Auch Fußball-Zuschauer müssen sich benehmen. Frank Bachner sieht Paolo Guerrero nicht als allein Schuldigen.

Als Pierre Littbarski noch Trainer in der Zweiten Bundesliga war, da beschimpfte ihn mal ein gegnerischer Zuschauer so heftig wie ein Bierkutscher einen Konkurrenten. Und Littbarski? Der lächelte den Pöbler an und sagte smart: „Ruhe, Herr Direktor.“

Vorbildlich, der Mann. Souverän, deeskalierend. Paolo Guerrero löste das Problem ein bisschen handfester: Ziel angepeilt, Ziel erfasst, Trinkflasche geworfen. Treffer. Natürlich geht das nicht, natürlich muss der HSV-Profi bestraft werden. Einerseits aus Prinzip, andererseits hat er ja auch Vorbildcharakter.

Die Frage ist nur: Welche Strafe ist angemessen? Und da wird das Problem ein bisschen komplizierter. Ein Bundesligaspiel ist kein rechtsfreier Raum für Zuschauer. Kein Fan hat das Recht, seine persönliche Enttäuschung ungefiltert auf einen Fußballprofi zu übertragen. Und was den Vorbildcharakter betrifft: Der gilt auch für Zuschauer. Was sollen Kinder denken, wenn sie Erwachsene sehen, die völlig ausrasten, nur weil ein Spiel anders ausging als erhofft? Auch ein Profi steht mental unter Hochspannung, dass er im Extremfall ausrastet, ist inakzeptabel, aber nicht völlig unverständlich. Grenzen müssen schon beide Seiten einhalten.

▶ [Bereitgestellte Einträge]
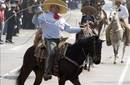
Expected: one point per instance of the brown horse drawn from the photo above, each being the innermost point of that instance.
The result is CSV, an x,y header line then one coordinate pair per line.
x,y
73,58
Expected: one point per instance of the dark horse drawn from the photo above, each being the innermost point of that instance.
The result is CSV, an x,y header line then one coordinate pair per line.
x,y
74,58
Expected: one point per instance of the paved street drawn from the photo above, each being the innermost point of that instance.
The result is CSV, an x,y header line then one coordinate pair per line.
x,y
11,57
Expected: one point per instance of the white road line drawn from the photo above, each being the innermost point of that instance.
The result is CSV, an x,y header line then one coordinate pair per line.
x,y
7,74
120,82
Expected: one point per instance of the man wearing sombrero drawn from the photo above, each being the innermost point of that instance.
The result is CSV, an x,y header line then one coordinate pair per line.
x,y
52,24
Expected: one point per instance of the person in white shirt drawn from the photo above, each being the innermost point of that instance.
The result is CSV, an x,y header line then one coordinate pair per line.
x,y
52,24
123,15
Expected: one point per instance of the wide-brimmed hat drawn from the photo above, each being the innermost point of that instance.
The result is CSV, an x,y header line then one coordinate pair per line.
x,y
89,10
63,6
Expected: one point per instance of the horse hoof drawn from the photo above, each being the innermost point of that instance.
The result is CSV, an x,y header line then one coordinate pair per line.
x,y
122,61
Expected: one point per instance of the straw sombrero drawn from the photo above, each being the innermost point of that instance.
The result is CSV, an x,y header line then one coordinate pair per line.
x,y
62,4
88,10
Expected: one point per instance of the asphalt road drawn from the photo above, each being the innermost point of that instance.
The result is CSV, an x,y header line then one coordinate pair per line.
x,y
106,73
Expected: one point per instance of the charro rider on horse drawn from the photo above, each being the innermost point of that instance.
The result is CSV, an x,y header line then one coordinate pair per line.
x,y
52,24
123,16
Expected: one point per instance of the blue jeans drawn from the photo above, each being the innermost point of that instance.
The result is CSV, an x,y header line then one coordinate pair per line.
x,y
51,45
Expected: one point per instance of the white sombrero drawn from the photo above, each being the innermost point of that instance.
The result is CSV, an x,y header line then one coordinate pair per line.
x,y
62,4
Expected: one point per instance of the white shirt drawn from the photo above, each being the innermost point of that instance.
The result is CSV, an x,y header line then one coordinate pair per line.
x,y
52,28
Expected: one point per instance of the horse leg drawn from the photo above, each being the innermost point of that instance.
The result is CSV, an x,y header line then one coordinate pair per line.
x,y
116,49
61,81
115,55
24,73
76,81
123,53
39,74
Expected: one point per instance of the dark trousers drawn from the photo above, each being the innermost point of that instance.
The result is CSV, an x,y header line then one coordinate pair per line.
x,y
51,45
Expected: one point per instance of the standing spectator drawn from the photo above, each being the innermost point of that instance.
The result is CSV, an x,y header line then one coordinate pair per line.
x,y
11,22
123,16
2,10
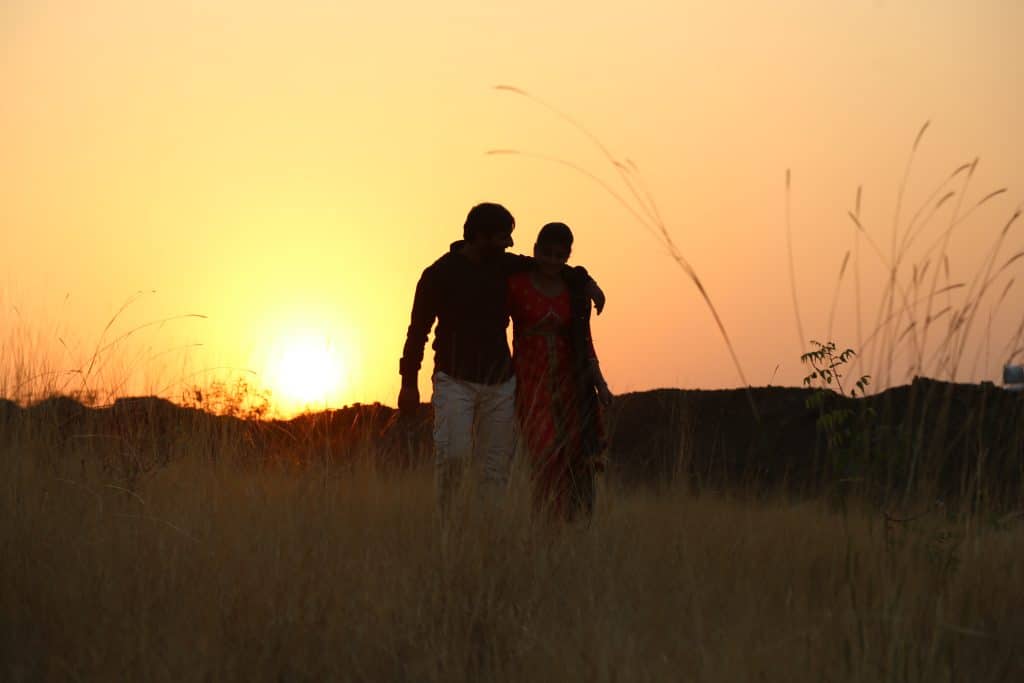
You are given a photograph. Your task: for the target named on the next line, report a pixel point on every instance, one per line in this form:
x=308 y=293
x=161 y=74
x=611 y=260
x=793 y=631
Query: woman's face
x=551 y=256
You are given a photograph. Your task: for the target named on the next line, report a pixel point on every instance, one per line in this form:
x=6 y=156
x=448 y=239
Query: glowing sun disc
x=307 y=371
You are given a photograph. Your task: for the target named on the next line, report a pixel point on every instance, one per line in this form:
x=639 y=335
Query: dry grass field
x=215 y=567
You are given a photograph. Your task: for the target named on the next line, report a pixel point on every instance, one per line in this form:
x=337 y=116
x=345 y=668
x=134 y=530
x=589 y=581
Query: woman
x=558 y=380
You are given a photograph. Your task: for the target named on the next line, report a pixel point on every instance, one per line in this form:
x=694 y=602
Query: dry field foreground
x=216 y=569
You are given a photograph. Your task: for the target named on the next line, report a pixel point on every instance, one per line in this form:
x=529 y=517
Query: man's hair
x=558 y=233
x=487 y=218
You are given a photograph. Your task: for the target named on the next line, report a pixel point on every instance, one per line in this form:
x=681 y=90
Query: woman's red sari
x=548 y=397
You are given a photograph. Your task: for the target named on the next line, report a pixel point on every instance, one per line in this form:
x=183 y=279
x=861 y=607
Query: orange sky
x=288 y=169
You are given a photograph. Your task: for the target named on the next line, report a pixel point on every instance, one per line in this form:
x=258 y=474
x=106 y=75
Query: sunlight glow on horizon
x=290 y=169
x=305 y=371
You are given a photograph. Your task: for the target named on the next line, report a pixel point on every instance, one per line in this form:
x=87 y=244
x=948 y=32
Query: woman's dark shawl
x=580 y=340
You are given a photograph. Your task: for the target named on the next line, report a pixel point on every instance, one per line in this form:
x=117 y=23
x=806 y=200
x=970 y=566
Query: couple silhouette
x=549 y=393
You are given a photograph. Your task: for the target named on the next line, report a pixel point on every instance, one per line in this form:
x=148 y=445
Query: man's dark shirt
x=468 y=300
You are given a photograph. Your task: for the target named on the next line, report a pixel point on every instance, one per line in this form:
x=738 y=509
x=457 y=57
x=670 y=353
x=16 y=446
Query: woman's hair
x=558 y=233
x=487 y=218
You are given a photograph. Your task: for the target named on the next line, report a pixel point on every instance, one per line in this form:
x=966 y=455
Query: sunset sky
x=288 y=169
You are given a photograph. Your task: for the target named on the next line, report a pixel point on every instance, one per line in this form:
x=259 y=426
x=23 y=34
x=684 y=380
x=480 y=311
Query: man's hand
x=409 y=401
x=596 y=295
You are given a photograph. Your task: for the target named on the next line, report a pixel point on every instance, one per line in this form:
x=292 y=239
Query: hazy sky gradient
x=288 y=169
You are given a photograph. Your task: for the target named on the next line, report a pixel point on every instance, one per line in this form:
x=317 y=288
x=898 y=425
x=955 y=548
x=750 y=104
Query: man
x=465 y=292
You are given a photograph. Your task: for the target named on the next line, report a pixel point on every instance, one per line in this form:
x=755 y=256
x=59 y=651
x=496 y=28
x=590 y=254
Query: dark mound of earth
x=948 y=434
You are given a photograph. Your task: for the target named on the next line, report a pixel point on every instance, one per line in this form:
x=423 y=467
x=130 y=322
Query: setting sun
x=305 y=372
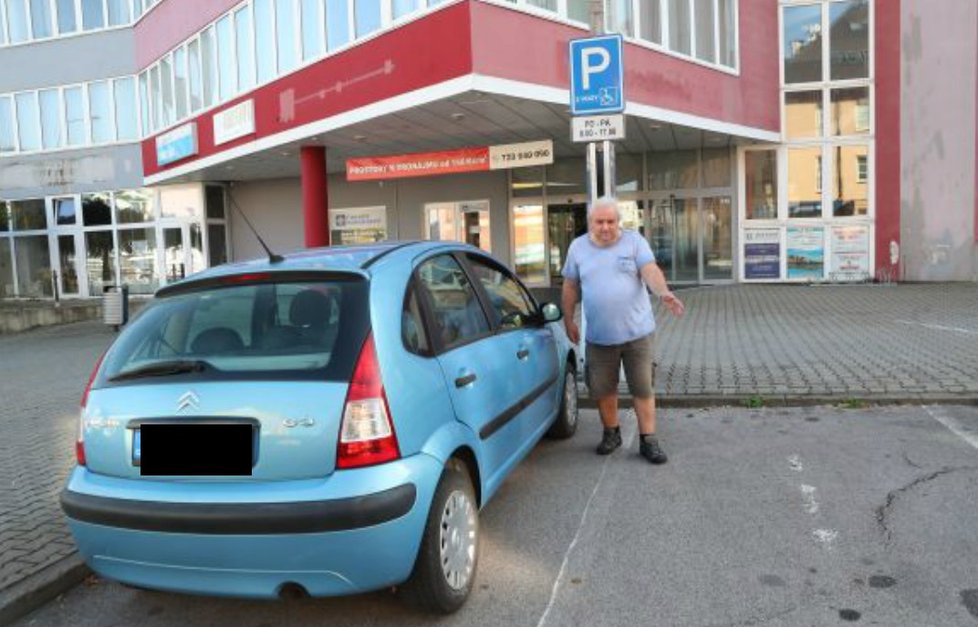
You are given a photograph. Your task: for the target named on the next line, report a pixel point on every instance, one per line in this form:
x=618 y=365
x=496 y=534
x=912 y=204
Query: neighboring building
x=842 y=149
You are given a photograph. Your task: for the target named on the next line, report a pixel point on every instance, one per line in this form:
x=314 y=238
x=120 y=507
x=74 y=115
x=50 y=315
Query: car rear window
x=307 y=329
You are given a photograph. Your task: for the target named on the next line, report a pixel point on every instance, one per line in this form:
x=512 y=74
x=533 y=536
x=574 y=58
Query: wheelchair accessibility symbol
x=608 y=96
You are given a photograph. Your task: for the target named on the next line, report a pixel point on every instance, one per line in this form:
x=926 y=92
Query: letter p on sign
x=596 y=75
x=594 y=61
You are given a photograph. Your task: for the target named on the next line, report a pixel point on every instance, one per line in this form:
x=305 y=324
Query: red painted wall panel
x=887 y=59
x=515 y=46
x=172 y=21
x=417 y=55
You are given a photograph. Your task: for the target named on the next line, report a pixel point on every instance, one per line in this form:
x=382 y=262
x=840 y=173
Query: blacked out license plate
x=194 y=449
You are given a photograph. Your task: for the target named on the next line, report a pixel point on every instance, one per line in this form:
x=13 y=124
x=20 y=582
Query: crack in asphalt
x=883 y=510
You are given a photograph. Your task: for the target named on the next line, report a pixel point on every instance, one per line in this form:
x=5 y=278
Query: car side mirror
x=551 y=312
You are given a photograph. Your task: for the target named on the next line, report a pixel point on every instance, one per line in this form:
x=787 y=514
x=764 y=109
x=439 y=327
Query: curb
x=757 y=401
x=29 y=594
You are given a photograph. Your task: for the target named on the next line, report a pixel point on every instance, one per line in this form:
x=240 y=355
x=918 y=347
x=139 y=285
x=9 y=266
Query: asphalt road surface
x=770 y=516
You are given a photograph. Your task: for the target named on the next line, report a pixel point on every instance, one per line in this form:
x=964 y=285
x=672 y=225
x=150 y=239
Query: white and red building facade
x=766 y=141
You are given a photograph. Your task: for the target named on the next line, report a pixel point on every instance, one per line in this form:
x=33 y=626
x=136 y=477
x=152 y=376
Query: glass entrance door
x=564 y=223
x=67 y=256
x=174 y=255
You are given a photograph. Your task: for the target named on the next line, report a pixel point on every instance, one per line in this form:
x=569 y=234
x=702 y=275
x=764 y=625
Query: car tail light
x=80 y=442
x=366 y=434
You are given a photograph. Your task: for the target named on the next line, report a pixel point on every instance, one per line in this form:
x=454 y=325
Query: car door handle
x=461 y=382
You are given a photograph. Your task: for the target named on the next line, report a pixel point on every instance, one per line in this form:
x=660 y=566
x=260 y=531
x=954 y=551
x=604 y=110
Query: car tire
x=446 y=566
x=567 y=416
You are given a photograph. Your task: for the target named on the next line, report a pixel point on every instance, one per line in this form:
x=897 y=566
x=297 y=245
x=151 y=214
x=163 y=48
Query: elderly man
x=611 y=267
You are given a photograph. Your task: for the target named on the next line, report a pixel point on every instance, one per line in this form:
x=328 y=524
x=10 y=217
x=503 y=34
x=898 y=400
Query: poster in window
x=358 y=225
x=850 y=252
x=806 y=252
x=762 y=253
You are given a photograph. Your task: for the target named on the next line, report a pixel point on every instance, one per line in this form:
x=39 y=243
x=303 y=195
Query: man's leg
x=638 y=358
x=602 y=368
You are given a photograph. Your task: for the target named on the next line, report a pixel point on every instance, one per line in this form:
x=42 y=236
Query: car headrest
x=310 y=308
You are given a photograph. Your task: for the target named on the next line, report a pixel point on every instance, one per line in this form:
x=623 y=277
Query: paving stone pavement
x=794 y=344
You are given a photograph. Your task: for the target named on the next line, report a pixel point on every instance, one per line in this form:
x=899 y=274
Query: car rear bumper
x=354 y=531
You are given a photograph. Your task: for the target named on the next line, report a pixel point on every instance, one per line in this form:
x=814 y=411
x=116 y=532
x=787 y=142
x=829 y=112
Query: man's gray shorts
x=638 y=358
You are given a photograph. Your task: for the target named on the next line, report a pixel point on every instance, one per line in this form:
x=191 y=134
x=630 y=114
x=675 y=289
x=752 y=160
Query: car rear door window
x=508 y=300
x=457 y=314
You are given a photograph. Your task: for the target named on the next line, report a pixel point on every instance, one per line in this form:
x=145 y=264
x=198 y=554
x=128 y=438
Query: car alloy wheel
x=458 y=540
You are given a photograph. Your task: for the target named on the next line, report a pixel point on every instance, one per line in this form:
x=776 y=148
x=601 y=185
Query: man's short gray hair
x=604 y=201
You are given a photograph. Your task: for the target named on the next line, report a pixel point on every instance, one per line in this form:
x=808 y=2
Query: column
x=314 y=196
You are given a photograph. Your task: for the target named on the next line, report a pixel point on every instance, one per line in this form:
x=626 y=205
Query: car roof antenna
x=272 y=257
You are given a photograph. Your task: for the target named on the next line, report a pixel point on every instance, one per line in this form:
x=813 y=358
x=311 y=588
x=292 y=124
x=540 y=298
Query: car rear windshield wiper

▶ [Aufgabenstellung]
Setzen Sie den Kommentar über Paolo Guerreros Flaschenwurf und das Verhalten von Fußball-Zuschauern nach seinem letzten Satz fort.

▶ [Ergebnis]
Überhaupt, es ist manchmal ja gar nicht so einfach, einen Promi anzuklagen, der sich gegen Pöbeleien handfest wehrt. Es gab unzählige Menschen, die fanden es gut und berechtigt, dass ein massiger Mann auf einem Platz in Halle an der Saale auf einen jungen Typen losstürmte, der ihn mit Eiern beworfen hatte. Der Promi hieß Helmut Kohl. Als er rannte, war er Bundeskanzler.